**Exercise directions:**
Read the entries below and pull out each line with the string "leaf".

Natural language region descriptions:
*-*-*
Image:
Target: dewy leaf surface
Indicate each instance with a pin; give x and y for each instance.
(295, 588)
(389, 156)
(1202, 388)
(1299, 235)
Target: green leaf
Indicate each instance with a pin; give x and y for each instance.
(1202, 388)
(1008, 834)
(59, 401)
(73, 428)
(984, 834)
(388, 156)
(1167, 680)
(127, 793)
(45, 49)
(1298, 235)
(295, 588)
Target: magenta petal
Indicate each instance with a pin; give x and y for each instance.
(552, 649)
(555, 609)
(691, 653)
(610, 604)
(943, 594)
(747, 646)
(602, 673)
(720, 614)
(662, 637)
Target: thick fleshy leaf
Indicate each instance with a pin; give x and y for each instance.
*-*-*
**Your response:**
Target: dewy leaf surface
Target: green leaf
Target: thick fleshy leaf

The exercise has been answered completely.